| TO DO |
Switch "thickest part" to "widest part" wherever it occurs in the data below. Leave everything else unchanged.

| Named object pointing data |
§ §
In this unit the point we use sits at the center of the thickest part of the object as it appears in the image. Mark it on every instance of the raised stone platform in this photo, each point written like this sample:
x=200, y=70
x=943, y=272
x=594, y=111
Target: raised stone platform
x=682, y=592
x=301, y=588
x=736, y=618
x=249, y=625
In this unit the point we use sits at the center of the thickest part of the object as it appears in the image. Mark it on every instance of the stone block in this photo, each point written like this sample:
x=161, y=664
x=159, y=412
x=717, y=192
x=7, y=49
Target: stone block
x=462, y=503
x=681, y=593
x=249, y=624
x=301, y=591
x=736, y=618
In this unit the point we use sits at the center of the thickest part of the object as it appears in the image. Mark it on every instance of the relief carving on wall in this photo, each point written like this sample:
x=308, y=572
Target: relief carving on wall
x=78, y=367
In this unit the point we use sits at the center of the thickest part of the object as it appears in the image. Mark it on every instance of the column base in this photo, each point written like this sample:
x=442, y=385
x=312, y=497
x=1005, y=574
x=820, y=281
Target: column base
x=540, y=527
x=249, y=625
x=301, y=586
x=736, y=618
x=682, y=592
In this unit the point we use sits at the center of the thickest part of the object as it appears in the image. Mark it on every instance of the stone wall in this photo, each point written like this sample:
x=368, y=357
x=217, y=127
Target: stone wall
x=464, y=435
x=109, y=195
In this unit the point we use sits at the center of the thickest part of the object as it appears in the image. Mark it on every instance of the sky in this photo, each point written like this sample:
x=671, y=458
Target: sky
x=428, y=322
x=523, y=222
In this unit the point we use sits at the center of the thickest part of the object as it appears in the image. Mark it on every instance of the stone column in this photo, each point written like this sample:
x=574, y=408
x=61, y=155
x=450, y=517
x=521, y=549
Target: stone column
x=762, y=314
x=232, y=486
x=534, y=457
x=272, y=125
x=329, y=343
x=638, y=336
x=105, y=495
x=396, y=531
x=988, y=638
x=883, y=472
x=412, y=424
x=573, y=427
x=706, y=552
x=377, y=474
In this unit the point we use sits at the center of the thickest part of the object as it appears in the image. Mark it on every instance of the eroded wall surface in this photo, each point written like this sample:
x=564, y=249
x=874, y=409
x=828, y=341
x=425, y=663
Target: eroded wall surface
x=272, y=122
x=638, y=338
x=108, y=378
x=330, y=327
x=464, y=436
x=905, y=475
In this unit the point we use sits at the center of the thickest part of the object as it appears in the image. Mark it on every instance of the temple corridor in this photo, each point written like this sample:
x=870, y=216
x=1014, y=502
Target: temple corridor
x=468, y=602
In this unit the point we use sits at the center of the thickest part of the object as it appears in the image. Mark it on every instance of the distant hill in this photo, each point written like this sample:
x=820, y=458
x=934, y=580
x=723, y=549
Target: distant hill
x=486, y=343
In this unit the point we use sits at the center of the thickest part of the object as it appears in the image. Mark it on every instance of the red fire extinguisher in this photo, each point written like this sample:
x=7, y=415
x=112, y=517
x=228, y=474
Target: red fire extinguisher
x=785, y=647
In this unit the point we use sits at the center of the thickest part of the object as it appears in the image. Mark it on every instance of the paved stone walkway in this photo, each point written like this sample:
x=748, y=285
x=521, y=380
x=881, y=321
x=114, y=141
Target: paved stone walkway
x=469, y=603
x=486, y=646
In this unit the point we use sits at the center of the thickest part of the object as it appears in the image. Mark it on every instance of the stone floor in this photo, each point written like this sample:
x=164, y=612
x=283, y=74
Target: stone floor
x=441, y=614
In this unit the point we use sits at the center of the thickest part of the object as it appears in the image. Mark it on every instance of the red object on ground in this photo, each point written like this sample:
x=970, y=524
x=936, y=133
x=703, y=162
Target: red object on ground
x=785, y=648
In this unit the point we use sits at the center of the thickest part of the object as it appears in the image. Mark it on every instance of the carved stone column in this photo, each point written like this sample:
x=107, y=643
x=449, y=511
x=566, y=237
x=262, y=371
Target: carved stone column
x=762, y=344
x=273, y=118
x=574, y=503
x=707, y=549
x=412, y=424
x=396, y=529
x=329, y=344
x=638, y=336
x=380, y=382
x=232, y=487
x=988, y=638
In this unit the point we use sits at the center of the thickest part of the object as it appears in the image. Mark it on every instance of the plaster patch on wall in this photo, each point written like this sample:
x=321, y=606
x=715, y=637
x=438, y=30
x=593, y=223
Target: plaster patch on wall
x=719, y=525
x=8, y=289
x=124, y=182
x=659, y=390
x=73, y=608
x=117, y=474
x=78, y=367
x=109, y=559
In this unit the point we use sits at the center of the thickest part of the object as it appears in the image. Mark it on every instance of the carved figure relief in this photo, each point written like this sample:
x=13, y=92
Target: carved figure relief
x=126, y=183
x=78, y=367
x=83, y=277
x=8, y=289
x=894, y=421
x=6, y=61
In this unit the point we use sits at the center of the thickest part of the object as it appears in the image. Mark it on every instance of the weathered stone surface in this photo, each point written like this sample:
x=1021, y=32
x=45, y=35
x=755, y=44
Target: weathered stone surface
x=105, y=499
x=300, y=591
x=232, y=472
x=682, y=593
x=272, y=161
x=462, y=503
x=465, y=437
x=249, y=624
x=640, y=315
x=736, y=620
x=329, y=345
§ §
| WORKED ANSWER |
In this unit the point we use sits at the center of the widest part of the object as it appears in the image. Mark it on every instance of the raised stone platform in this photo, each point written like this sample:
x=200, y=70
x=943, y=272
x=594, y=111
Target: raised stone platform
x=682, y=592
x=301, y=588
x=736, y=618
x=249, y=625
In this unit the point we use sits at the center of the widest part of the object as it appears in the image. Mark it on every instance of the stone block in this photo, each point written like this sample:
x=161, y=664
x=159, y=412
x=717, y=192
x=7, y=49
Target: stone block
x=462, y=503
x=681, y=593
x=249, y=624
x=301, y=591
x=736, y=618
In this unit the point we use sits at the center of the widest part of the object as it appears in the image. Mark it on every instance of the relief carving on wall in this photo, each point written like this sample:
x=308, y=572
Target: relief carving on wall
x=78, y=367
In this unit the point we use sits at the center of the widest part of the object as it appears in the image. Mark it on every instance of the column base in this photo, each point written like this sample:
x=442, y=385
x=312, y=497
x=1005, y=574
x=820, y=281
Target: column base
x=540, y=527
x=249, y=625
x=301, y=586
x=736, y=618
x=682, y=592
In this unit the point we use sits at the center of the widest part of the object as it appears in the image. Mark it on every instance of the stone wall in this photo, each point written like this sample:
x=368, y=357
x=217, y=127
Target: stone wall
x=464, y=435
x=109, y=195
In this unit the point we use sits at the center of the widest part of the object as it appears in the image. Mark it on every instance of the sky in this photo, each point written like this sample:
x=671, y=458
Target: sky
x=428, y=322
x=523, y=222
In this unit the point we use sits at the center of the widest part of the object as it appears in the image. Mark it on every instance of the stone column in this photo, each point written like this sample:
x=574, y=408
x=61, y=155
x=450, y=517
x=521, y=549
Target: stone column
x=762, y=314
x=232, y=486
x=534, y=457
x=272, y=125
x=329, y=343
x=638, y=336
x=105, y=495
x=396, y=531
x=988, y=638
x=883, y=472
x=412, y=424
x=573, y=427
x=706, y=552
x=377, y=474
In this unit the point we use sits at the center of the widest part of the object as it appears in the image. Mark it on every instance of the eroded wall surface in this photo, each point written like this sample:
x=564, y=249
x=874, y=409
x=828, y=341
x=425, y=663
Target: eroded wall surface
x=272, y=122
x=638, y=338
x=108, y=378
x=330, y=327
x=464, y=436
x=905, y=475
In this unit the point we use sits at the center of the widest part of the object as it appears in the image. Mark it on every instance of the temple corridor in this photo, each point written like this sample:
x=870, y=216
x=1014, y=502
Target: temple corridor
x=468, y=602
In this unit the point we use sits at the center of the widest part of the object as it appears in the image. Mark it on every instance of the distant hill in this photo, each point written like this sample:
x=820, y=458
x=934, y=580
x=723, y=549
Target: distant hill
x=486, y=343
In this unit the point we use sits at the center of the widest part of the object as it appears in the image. Mark it on every instance of the red fire extinguisher in this photo, each point written like this sample:
x=7, y=415
x=112, y=517
x=228, y=474
Target: red fire extinguisher
x=785, y=647
In this unit the point we use sits at the center of the widest part of the object as it appears in the image. Mark it on every instance of the paved stone walkway in this photo, each point written like this sample:
x=748, y=285
x=521, y=380
x=881, y=321
x=114, y=141
Target: paved stone walkway
x=469, y=603
x=486, y=646
In this unit the point we use sits at the center of the widest part of the object as it appears in the image. Mark it on every instance of the stone floor in this photo, each point written like this sample:
x=164, y=612
x=283, y=74
Target: stone floor
x=441, y=614
In this unit the point we use sits at the center of the widest part of the object as it appears in the image. Mark it on every instance of the red object on ground in this photo, each point written like this sample:
x=970, y=524
x=936, y=133
x=703, y=162
Target: red object on ground
x=785, y=648
In this unit the point we use sits at the center of the widest part of the object as it appears in the image. Mark it on every instance of the carved stone column in this photo, each point written like this sample:
x=107, y=643
x=449, y=511
x=566, y=237
x=262, y=371
Target: carved stone column
x=762, y=344
x=273, y=118
x=574, y=503
x=707, y=549
x=412, y=424
x=396, y=529
x=329, y=344
x=638, y=336
x=380, y=382
x=232, y=487
x=988, y=638
In this unit the point we use sits at the center of the widest part of the object as it appears in the image. Mark it on every instance of the plaster patch on wall in this photo, each point written like this sample:
x=321, y=606
x=715, y=637
x=438, y=30
x=593, y=223
Target: plaster patch on wall
x=719, y=525
x=8, y=289
x=124, y=182
x=659, y=390
x=73, y=608
x=117, y=474
x=78, y=367
x=109, y=559
In this unit the point we use sits at the center of the widest part of the object as it appears in the image. Mark it on every instance of the carved figure relief in this photo, each point written like this sample:
x=13, y=92
Target: carved figure relief
x=126, y=183
x=78, y=367
x=83, y=277
x=8, y=289
x=894, y=421
x=6, y=61
In this unit the point we use sits at the center of the widest part of the object as it appears in the image. Mark it on every instance of the weathered stone surface in this photo, each point written like this sample:
x=1021, y=32
x=45, y=35
x=755, y=44
Target: weathered stone surface
x=105, y=499
x=300, y=591
x=232, y=472
x=682, y=593
x=272, y=161
x=462, y=503
x=465, y=437
x=249, y=624
x=640, y=315
x=736, y=620
x=329, y=345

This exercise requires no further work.